Repeat the diary post below word for word, starting with "If you haven’t" and going on through "to bed at 11.".
:: EXTRACT
Mar. 2-4, 1919

If you haven’t read the previous post, titled Mar. 2-8, 1919, read that first by clicking here. The next few installments, including this one, will be the commentary for seven extremely difficult days for Clara.

Mar. 2

Went to church and S.S. had dinner at Williams’, helped Catherine with the dishes, layed on the bed and talked all aft. Went up town and got some candy, had lunch, went to League and church, wrote to Edgar and went to bed at 11.

Mar. 3

Went to school and finished exams, studied.

Mar 4

Went to school. They got a message that Edgar is awful sick and for Mr. Williams to come. Mabel wanted me to go so I came home at noon and got ready in a hurry, the train left at 3. had supper at Conde, on the train all night and nearly roasted, arrived at St. Paul about 9. got to Rochester at 1:30 in the daytime, Edgar died at 1:50 this morning, he suffered terrible but was conscious to the last. He said he wasn’t afraid to go. had a cafeteria dinner, couldn’t eat much, went to the “undertakers”. there we viewed the corpse. the poor kid looked just terrible. he is so thin, Mrs. Williams took his lodge pin off and gave it to me, he had a nice new suit, just what I liked. He will never know how I love him. Stayed at the Florence hotel in room 31. slept with Mrs. William’s cousin, cried myself to sleep. the worst day I ever spent in my life. Oh why do I have to be left alone.


I had made the decision to skip the commentary on the last installment. I didn’t feel right intruding on Clara’s shock and grief. And the families’. Edgar’s death was so sudden. The first word they received that he was sick was on the same day they were told it was serious and to come right away. He died 12 hours after Clara and the family arrived in Rochester, Minnesota.

But I do want to provide further information on some of the things discussed during this time. For one, Clara spends Sunday at the Williams’ home, the home of Edgar’s family before she goes to League. Catherine, who she helps with the dishes, is Edgar’s younger sister.
::::
:: DATASET RECORDS
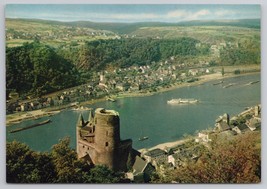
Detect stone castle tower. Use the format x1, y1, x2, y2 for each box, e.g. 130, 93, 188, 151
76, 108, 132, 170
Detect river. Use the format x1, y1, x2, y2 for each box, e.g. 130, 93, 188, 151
::::
:: DATASET RECORDS
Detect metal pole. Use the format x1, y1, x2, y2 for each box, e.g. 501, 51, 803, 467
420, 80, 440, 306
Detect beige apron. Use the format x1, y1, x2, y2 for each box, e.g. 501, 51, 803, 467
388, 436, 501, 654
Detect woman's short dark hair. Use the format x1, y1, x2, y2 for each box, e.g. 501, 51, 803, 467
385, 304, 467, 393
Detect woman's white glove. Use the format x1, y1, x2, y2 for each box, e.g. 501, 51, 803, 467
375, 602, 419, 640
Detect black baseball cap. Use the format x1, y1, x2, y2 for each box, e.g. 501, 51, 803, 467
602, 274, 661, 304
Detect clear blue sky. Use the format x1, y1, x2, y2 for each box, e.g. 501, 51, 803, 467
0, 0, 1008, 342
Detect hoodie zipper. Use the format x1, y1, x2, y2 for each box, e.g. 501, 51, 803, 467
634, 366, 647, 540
::::
**TASK RESPONSE:**
If you haven’t read the previous post, titled Mar. 2-8, 1919, read that first by clicking here. The next few installments, including this one, will be the commentary for seven extremely difficult days for Clara.

Mar. 2

Went to church and S.S. had dinner at Williams’, helped Catherine with the dishes, layed on the bed and talked all aft. Went up town and got some candy, had lunch, went to League and church, wrote to Edgar and went to bed at 11.